**Task directions**
Copy out word for word the stretch of lines from the one containing "Locate the funeral" through the one containing "Locate the large", both included, and nothing else.

**Records shown**
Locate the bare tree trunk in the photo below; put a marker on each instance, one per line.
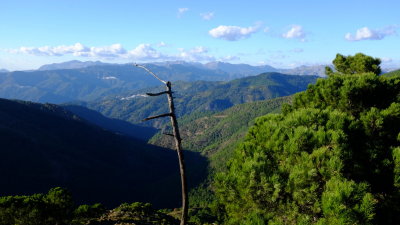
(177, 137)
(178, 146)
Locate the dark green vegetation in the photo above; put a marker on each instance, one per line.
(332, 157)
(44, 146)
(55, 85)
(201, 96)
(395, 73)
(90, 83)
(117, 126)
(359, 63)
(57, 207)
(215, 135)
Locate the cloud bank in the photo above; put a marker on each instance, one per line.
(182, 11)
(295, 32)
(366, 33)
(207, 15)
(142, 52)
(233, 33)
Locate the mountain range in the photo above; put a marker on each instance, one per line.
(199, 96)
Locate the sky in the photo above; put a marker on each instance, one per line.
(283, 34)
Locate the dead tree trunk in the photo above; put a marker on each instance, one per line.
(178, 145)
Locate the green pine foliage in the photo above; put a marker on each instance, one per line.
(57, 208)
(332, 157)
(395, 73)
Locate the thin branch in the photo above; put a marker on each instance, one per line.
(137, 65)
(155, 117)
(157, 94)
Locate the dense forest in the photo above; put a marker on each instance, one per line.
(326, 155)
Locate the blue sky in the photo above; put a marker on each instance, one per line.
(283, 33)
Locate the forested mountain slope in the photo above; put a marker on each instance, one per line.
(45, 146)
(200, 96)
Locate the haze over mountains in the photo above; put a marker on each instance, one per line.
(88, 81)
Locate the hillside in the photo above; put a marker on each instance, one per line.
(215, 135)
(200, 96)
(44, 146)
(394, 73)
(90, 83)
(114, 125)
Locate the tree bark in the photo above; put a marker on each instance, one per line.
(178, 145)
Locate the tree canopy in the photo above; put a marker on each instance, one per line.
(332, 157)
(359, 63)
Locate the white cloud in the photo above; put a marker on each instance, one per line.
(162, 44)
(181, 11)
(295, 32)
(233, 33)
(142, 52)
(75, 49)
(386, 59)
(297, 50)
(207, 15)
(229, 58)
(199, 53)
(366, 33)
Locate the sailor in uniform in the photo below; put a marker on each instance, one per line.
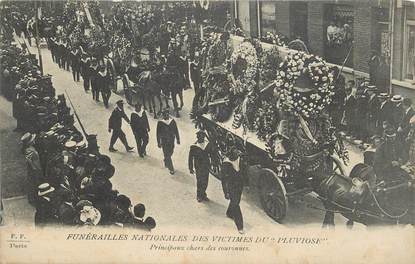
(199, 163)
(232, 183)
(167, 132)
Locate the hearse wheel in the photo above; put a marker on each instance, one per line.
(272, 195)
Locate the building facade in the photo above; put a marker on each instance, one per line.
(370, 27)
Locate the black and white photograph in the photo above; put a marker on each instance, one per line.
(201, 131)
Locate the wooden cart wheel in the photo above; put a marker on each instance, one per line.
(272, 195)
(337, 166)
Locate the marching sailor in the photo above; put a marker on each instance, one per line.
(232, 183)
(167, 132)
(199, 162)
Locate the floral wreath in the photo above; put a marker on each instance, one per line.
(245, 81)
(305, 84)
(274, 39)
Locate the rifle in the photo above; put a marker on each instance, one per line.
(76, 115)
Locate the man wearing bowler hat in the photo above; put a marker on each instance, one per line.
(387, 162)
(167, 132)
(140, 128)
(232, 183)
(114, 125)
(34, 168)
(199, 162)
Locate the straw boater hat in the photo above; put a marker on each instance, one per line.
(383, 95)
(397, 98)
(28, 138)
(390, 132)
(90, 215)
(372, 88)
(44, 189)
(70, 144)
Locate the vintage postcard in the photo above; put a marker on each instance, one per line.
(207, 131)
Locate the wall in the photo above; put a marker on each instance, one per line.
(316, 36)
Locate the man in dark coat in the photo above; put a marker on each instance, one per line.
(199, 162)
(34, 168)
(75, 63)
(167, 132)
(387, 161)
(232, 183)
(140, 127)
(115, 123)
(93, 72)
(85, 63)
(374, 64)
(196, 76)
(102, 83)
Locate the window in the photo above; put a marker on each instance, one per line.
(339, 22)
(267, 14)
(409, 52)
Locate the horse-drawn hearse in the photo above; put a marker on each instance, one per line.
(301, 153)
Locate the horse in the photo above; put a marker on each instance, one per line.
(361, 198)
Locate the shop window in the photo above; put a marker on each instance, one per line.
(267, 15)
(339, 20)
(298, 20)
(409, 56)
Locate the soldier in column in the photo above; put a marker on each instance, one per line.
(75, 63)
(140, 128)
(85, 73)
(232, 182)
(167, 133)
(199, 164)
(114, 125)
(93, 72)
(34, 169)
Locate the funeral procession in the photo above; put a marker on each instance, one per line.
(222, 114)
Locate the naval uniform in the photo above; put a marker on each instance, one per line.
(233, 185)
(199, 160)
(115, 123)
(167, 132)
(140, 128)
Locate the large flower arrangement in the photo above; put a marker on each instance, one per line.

--

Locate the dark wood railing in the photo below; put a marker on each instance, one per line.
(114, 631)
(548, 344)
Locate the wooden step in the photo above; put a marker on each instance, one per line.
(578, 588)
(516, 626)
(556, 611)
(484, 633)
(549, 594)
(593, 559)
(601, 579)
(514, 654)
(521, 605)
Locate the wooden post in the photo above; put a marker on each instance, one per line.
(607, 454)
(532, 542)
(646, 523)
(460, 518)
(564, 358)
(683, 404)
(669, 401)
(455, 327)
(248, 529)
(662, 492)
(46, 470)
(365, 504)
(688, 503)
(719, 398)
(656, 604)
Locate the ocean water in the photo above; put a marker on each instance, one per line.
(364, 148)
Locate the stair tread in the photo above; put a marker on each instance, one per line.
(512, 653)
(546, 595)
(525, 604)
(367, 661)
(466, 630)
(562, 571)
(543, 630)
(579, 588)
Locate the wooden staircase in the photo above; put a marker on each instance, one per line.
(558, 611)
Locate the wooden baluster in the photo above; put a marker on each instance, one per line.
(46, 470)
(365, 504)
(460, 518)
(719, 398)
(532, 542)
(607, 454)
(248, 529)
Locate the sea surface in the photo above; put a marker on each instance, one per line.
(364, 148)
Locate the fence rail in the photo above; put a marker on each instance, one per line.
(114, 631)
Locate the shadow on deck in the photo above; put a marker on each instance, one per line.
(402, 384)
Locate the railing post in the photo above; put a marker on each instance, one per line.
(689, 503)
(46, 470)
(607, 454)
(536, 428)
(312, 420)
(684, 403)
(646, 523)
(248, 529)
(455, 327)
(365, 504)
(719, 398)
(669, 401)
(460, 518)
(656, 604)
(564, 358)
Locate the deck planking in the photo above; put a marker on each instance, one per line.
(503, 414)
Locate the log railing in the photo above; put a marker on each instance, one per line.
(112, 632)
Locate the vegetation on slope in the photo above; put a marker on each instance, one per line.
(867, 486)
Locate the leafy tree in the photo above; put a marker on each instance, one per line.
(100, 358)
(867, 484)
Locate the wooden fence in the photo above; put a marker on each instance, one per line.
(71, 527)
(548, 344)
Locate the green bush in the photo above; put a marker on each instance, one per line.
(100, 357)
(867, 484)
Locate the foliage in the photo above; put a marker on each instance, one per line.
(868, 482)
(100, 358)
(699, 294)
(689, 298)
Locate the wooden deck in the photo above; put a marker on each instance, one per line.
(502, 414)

**Completed exercise**
Locate the funeral procession in the photo above; put a marker on each instance, one per line.
(222, 114)
Locate the naval uniform in the photo above; put a marker on each instance, one per line.
(233, 185)
(199, 160)
(115, 123)
(167, 132)
(140, 128)
Locate the large flower arrangement in the photo above; put a marker on each instance, one per line.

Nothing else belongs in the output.